● Exercise
Quote the account of surgical recovery below word for word, from "The best part" up to and including "it’s been fine.".

● Document segment
━━━━━━━━━━━━━━━━━━━━

But, you know what? I did it. I got through it. I got through having an entire major organ, a cyst the size of a grapefruit, and an ovary being removed, a 9 inch scar, infection, sooooo much pain, nausea, eating literally nothing, a partial small bowel obstruction, and a relapse of my Crohn’s. Oh, not to mention the fact that Liza (my ileostomy) is here to stay and every 3 days I see her poking out of me in the raw when I change my bag. I do need to mention that my optimism or feeling proud feeling I have cannot overshadow the fact that I will always struggle and be sad about that piece.

Yes, I’m still dealing with a Crohn’s flare with steroids and a new infusion, but life is so much better. I feel pretty good! I can’t tell you the last time I took Tylenol and I am eating 90% of what I ate before. I’m still trying to gain weight after reaching a plateau a few weeks ago, but I’ll get there. I’m trying to gain the normal weight I need to, but also the weight of a lost colon.

The best part about the past few weeks is the realization that getting that yucky, diseased, inflamed colon out of me has made such a difference in my quality of life. My body was fighting so hard using up all of my energy to deal with that nasty organ. I really noticed this when I started working out again. Even though for 5 weeks I barely walked at all, I have been able to do nearly everything I did before surgery in just the past 2.5 weeks. My basement workouts have been great. Pretty full of energy. I’m taking long walks, hiked with Craig on Sunday, and I will be running again soon. I’m taking 4 weeks of strength training before I try to hit the trails. I do need to reiterate that steroids are likely helping this situation, but I’m still very hopeful. On Monday I dropped from 20 to 15 mg and so far it’s been fine.

━━━━━━━━━━━━━━━━━━━━

● Dataset extract
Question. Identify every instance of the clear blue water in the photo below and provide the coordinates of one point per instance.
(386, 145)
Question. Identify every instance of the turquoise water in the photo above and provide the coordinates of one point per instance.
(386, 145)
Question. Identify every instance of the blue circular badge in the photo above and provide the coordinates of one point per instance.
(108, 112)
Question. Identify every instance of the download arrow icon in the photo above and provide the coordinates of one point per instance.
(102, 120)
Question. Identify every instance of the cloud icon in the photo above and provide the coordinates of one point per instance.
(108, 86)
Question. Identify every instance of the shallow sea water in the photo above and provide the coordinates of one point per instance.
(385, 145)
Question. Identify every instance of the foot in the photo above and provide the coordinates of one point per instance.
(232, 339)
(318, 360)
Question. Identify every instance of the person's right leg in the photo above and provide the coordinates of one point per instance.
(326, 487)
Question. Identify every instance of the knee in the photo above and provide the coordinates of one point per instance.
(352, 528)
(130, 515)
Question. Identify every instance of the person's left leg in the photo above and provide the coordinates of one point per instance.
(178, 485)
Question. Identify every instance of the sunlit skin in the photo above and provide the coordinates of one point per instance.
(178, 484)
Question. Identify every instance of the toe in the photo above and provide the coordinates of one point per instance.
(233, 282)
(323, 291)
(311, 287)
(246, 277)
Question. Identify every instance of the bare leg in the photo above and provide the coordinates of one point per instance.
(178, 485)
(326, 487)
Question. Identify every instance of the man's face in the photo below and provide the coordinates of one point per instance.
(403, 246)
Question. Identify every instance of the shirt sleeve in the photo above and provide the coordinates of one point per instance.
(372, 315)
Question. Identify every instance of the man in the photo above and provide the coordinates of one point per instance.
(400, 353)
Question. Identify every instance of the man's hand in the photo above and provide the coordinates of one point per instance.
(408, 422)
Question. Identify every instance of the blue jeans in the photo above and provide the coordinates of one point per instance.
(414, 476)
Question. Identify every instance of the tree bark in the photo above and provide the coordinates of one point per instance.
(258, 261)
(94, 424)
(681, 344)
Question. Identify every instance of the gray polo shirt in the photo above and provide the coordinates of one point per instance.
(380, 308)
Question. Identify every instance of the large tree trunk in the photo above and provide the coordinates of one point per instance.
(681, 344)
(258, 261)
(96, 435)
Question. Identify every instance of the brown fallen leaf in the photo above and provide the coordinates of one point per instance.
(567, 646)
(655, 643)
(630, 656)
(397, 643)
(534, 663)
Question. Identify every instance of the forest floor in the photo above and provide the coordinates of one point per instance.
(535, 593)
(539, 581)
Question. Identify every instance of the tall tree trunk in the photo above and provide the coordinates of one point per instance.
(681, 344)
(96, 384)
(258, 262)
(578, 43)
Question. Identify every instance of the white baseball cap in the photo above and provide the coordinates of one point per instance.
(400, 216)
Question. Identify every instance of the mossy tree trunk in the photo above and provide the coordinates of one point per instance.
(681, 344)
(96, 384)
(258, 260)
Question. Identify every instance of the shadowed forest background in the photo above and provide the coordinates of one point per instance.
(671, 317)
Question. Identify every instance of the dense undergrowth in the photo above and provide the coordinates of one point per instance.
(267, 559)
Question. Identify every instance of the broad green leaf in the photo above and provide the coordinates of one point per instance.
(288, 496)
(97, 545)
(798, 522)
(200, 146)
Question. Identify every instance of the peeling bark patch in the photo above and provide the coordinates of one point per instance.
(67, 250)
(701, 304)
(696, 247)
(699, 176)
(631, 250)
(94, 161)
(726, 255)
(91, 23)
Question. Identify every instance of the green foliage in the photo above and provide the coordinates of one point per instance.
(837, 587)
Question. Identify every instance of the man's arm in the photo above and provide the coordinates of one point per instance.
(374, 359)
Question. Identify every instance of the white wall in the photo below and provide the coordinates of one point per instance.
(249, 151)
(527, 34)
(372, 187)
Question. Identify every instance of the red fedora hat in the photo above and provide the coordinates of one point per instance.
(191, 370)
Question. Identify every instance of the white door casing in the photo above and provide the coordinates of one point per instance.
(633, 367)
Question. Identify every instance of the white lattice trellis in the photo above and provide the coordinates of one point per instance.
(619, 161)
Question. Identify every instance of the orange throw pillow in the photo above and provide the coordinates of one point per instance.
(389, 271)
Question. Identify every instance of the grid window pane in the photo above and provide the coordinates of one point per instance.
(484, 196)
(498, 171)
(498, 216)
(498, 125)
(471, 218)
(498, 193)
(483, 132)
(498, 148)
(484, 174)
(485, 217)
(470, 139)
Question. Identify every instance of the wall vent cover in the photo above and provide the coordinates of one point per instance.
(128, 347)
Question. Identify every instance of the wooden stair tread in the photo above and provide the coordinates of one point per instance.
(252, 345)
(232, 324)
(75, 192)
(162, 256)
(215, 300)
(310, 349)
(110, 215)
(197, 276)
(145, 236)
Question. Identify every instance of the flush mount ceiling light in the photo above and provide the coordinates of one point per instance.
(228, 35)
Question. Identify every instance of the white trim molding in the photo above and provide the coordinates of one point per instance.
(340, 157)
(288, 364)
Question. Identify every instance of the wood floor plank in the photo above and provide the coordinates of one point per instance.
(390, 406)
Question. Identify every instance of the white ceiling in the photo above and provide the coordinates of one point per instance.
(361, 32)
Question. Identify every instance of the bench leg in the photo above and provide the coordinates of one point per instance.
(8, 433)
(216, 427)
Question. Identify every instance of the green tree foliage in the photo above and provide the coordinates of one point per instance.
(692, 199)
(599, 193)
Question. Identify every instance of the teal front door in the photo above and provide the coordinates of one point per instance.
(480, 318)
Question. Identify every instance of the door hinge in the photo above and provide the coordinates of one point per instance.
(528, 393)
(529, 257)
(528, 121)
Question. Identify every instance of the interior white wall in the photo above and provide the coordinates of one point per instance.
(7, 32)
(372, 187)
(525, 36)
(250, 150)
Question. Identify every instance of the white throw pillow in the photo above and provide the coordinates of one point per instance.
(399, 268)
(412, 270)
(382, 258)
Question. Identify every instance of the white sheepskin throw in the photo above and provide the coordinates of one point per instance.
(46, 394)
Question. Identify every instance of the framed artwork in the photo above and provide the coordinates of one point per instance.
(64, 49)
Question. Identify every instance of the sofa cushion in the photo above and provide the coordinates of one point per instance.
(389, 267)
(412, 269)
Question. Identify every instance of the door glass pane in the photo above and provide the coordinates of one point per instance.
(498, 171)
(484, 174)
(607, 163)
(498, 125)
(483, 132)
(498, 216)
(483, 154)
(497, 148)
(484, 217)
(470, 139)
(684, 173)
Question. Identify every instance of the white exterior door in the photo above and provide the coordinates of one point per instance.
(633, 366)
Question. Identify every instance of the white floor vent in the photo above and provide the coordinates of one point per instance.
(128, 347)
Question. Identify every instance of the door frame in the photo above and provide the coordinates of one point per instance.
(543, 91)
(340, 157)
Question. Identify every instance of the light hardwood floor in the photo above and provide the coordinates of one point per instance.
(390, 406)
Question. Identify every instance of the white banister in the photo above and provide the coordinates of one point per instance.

━━━━━━━━━━━━━━━━━━━━

● Answer space
The best part about the past few weeks is the realization that getting that yucky, diseased, inflamed colon out of me has made such a difference in my quality of life. My body was fighting so hard using up all of my energy to deal with that nasty organ. I really noticed this when I started working out again. Even though for 5 weeks I barely walked at all, I have been able to do nearly everything I did before surgery in just the past 2.5 weeks. My basement workouts have been great. Pretty full of energy. I’m taking long walks, hiked with Craig on Sunday, and I will be running again soon. I’m taking 4 weeks of strength training before I try to hit the trails. I do need to reiterate that steroids are likely helping this situation, but I’m still very hopeful. On Monday I dropped from 20 to 15 mg and so far it’s been fine.